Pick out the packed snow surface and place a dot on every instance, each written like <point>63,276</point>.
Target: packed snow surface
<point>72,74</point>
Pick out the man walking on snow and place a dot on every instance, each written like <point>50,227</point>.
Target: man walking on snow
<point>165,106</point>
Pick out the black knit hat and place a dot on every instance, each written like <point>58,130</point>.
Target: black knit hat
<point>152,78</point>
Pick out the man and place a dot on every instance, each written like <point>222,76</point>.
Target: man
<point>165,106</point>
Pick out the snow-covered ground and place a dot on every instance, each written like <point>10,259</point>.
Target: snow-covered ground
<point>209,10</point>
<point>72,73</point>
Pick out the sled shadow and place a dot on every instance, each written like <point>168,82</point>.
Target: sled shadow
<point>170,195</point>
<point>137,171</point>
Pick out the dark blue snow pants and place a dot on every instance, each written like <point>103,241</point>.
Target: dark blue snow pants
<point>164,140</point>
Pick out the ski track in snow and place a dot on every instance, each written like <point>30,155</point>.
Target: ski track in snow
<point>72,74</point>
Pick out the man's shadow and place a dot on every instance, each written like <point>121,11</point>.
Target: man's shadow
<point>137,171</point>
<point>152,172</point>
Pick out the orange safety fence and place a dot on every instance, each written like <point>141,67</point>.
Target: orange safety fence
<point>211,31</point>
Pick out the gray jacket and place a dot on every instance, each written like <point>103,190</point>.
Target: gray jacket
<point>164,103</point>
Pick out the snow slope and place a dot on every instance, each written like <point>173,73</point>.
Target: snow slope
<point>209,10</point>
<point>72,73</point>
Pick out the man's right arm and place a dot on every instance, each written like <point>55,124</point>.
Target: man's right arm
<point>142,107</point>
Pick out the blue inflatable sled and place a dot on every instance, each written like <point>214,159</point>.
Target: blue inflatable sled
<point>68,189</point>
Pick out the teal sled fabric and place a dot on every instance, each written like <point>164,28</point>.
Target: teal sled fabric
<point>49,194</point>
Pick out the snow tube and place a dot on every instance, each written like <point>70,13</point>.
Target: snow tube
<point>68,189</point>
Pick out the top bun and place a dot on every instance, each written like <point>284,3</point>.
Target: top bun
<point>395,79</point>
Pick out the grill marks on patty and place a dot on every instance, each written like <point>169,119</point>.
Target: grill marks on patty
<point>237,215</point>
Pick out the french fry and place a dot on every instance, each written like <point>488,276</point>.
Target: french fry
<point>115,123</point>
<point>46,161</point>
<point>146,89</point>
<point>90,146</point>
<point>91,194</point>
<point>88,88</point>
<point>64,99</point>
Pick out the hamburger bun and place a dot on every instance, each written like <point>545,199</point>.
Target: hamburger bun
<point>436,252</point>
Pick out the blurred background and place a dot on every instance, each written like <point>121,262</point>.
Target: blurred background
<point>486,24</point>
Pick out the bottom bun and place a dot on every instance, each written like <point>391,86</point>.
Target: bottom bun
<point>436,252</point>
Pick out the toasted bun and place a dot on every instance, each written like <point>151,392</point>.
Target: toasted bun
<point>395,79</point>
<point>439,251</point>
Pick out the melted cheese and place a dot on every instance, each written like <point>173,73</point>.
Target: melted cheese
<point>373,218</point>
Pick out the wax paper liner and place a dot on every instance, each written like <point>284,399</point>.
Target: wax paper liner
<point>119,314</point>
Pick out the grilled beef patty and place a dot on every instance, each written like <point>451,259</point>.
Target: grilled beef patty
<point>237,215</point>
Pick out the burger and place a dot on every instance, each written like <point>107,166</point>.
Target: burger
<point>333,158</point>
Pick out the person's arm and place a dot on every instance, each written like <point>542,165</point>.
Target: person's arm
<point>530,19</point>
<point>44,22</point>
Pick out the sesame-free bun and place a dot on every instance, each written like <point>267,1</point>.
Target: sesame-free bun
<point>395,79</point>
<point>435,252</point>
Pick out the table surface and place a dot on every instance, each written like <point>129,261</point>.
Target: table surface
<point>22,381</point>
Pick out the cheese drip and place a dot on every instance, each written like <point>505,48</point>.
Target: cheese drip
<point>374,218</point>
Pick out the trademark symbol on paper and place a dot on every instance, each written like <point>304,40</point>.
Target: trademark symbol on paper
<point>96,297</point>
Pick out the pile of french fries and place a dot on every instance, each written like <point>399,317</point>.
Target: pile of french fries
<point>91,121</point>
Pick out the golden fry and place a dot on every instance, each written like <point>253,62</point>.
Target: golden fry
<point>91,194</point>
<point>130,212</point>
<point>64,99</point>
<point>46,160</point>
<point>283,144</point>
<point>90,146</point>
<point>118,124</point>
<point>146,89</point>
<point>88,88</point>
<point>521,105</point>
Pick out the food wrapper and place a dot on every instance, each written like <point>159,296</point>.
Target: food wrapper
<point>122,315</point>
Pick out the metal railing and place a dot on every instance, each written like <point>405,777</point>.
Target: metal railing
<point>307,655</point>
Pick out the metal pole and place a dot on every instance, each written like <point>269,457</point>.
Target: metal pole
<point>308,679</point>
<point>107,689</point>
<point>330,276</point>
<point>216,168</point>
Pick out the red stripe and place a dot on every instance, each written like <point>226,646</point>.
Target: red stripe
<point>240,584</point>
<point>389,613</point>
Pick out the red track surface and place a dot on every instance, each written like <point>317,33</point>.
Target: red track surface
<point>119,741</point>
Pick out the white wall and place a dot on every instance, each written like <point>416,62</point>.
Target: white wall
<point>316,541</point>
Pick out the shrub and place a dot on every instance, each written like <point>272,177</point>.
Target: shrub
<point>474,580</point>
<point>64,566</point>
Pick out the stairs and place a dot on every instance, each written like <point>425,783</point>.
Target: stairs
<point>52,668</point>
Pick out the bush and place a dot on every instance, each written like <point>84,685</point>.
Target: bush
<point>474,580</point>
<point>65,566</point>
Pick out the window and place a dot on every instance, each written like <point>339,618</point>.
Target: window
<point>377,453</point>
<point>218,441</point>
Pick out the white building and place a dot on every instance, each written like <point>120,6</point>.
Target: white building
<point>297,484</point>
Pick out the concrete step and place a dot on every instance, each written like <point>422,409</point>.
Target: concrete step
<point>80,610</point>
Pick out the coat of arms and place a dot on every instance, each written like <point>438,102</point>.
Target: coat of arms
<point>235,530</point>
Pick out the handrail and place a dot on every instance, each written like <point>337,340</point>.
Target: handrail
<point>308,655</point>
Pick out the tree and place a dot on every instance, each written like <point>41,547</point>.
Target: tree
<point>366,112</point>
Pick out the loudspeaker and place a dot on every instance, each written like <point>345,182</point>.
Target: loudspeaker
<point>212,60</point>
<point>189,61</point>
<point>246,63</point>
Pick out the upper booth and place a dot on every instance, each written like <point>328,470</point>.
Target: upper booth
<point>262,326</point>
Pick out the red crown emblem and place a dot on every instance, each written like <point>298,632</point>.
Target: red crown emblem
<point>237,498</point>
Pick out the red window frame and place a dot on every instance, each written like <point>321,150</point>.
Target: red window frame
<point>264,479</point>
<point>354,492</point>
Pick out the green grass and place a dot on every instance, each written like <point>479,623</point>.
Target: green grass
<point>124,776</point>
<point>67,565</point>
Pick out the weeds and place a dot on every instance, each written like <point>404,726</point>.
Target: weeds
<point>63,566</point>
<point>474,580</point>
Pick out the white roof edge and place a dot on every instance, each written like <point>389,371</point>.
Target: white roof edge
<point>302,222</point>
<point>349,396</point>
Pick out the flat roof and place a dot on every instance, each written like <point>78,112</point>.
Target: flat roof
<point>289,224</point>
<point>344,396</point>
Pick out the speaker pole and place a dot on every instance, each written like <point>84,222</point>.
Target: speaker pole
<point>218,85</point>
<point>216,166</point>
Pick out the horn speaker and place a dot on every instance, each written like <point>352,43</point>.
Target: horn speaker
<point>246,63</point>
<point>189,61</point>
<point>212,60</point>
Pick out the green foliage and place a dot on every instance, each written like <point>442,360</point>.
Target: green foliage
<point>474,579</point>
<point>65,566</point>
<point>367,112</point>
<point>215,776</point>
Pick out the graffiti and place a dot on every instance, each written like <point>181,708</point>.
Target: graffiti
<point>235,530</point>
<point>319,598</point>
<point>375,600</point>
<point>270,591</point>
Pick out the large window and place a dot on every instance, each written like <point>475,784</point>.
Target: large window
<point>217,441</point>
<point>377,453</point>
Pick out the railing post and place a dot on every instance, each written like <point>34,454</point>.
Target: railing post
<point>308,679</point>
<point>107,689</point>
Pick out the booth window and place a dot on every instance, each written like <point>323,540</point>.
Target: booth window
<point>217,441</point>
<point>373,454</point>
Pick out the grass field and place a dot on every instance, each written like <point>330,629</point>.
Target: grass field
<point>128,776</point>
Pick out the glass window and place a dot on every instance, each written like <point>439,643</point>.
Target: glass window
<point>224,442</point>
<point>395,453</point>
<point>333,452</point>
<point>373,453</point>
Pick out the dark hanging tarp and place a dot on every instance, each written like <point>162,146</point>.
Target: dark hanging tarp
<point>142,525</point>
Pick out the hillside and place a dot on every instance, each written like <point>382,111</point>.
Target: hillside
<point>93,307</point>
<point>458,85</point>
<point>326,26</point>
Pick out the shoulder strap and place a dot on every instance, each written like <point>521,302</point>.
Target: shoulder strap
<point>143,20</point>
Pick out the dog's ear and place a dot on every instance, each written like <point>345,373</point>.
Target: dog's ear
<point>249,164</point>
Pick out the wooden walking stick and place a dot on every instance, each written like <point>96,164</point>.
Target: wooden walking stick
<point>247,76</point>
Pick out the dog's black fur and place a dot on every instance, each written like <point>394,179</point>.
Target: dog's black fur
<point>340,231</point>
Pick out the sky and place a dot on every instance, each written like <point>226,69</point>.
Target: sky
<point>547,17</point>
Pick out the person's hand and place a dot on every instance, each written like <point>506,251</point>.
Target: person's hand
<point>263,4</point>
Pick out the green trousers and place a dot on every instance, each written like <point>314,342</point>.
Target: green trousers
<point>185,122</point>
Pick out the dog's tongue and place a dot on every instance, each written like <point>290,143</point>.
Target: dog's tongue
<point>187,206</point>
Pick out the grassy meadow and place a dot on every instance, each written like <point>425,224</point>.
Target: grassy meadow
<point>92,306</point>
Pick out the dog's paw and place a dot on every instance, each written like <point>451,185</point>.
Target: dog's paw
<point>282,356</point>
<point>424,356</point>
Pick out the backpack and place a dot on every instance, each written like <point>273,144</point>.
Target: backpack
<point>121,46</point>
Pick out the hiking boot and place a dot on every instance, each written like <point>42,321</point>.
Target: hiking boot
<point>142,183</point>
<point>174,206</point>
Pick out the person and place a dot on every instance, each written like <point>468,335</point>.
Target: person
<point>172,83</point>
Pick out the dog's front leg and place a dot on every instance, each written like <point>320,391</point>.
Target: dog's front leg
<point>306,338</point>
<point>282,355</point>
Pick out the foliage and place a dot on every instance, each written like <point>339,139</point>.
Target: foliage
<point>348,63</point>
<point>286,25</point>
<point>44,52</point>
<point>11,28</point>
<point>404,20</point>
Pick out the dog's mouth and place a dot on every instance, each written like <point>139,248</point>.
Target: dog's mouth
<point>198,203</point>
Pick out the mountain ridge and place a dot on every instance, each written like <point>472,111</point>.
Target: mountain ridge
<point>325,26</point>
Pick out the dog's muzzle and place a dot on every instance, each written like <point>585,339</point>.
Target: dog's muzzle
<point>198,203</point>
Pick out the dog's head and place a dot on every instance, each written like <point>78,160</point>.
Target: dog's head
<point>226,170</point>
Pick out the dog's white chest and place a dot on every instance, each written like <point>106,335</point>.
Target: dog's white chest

- - - - -

Search the entries for the string "chest" and copy each line where it occurs.

### PROBLEM SOLUTION
Pick out the dog's white chest and place a dot on every instance, each written like <point>106,335</point>.
Target: dog's white chest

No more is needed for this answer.